::: Given records :::

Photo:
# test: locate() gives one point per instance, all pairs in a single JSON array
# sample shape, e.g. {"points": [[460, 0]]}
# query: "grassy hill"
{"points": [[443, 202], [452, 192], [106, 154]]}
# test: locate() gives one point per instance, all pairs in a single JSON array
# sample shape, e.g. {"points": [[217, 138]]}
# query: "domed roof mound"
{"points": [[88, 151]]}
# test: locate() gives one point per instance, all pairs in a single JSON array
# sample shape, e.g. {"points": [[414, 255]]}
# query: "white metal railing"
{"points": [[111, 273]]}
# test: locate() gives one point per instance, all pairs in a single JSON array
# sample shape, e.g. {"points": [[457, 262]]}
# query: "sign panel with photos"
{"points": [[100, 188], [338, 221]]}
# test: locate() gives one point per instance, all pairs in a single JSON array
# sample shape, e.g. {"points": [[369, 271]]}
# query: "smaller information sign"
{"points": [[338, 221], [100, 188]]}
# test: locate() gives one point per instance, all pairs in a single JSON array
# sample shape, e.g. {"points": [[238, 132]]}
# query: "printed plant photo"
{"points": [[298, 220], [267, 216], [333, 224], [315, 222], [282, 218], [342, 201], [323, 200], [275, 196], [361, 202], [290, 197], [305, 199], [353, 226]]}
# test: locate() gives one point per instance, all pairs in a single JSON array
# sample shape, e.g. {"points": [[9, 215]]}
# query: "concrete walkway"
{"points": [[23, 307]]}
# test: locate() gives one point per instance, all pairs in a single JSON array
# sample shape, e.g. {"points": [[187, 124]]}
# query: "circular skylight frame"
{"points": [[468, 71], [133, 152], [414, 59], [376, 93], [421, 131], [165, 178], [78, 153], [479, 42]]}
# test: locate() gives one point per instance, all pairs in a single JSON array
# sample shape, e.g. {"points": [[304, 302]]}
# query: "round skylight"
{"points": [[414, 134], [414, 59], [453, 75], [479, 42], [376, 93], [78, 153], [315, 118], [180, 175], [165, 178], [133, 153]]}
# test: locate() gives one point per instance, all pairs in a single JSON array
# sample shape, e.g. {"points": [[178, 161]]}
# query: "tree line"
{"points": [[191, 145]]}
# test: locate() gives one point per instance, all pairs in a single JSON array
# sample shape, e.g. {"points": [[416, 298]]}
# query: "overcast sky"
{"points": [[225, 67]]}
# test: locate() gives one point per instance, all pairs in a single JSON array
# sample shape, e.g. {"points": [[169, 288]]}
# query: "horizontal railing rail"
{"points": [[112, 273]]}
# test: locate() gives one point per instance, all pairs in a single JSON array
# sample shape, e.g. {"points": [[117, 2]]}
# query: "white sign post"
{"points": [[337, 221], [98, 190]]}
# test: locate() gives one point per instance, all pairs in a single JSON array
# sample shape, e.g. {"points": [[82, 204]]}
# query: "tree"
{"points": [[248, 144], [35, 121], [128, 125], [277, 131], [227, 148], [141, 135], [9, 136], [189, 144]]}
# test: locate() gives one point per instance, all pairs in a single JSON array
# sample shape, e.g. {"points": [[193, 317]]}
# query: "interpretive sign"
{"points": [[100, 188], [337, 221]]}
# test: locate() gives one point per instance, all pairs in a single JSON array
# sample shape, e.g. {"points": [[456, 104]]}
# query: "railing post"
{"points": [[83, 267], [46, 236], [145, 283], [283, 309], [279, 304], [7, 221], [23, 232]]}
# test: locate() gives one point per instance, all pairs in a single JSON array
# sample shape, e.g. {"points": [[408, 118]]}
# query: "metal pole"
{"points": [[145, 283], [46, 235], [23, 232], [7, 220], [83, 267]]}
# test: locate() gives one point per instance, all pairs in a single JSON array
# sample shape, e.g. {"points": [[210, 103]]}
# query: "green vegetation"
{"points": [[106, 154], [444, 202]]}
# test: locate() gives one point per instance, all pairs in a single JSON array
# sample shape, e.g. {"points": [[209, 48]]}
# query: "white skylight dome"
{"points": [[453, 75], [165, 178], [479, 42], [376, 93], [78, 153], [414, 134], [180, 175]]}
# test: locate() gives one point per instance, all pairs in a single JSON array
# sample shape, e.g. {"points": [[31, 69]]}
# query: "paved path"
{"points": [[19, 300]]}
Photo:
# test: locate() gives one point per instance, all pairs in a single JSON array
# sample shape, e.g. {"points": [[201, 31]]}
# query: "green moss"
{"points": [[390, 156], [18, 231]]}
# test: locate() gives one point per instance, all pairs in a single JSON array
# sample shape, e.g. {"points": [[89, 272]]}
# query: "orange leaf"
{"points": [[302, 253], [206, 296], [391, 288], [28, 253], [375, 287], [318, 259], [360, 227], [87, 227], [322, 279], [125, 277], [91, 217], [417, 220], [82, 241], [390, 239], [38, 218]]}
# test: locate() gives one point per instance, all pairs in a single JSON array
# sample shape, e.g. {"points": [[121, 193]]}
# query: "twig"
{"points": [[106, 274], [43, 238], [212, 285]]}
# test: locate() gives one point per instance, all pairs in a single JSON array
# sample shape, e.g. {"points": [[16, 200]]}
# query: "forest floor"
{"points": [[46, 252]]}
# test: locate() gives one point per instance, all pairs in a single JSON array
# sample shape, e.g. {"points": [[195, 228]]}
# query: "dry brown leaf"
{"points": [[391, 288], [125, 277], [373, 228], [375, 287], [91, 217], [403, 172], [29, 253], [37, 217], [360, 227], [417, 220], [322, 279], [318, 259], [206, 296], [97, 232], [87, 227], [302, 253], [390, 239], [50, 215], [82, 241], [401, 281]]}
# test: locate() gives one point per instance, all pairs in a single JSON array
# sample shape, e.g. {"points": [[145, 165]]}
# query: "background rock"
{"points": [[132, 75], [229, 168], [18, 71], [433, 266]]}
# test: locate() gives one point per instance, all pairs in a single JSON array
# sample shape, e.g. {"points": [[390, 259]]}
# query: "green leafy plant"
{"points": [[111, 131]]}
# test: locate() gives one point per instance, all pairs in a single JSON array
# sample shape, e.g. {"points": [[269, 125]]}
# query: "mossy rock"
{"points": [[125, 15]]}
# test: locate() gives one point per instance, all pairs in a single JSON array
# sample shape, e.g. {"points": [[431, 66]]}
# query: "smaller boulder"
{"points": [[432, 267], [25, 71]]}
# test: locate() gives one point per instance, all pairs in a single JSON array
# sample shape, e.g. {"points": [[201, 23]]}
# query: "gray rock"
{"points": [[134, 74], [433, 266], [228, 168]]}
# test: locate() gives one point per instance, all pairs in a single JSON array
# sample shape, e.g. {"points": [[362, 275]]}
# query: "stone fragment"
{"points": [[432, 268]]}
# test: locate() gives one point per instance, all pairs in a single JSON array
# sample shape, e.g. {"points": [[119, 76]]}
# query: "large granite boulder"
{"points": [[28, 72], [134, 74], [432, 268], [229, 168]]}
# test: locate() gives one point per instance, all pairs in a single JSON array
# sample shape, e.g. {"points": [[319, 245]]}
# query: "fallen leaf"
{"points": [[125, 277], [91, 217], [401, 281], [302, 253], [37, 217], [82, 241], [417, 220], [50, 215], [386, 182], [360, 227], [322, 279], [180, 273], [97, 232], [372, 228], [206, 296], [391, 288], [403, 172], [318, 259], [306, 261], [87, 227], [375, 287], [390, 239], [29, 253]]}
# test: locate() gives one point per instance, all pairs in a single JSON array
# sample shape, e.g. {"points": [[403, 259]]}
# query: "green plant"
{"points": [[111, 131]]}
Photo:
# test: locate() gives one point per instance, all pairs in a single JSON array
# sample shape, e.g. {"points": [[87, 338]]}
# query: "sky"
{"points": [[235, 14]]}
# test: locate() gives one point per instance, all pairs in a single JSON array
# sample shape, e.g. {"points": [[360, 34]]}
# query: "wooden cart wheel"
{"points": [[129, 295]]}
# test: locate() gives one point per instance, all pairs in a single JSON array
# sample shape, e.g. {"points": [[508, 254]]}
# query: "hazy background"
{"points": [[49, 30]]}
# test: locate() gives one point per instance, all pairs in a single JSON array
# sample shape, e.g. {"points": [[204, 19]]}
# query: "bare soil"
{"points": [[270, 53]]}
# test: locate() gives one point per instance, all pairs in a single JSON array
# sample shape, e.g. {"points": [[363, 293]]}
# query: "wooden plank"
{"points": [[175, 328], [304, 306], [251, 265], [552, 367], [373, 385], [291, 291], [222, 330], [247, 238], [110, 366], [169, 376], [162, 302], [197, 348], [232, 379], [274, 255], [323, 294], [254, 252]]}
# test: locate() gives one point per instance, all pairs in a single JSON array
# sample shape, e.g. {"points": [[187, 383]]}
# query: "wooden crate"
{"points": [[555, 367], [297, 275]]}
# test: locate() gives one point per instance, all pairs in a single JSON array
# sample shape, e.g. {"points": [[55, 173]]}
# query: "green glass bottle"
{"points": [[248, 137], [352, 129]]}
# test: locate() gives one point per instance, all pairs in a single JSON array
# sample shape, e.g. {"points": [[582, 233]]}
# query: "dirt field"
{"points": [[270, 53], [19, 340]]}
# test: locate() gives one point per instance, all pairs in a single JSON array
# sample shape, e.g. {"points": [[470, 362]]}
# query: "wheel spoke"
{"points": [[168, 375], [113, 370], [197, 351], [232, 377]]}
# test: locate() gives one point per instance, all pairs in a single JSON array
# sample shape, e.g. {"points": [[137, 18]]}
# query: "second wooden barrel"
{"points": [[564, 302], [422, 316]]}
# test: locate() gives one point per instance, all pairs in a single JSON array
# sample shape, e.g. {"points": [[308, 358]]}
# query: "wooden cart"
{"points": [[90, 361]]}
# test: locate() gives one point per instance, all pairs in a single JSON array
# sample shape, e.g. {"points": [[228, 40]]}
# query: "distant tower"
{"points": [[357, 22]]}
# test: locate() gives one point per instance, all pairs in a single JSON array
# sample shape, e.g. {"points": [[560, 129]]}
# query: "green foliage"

:::

> Given request
Collect every line above that contains the word "wooden", matching case exactly.

> Full answer
# query: "wooden cart wheel"
# query: "wooden plank"
# query: "wooden crate"
# query: "second wooden barrel"
# query: "wooden cart"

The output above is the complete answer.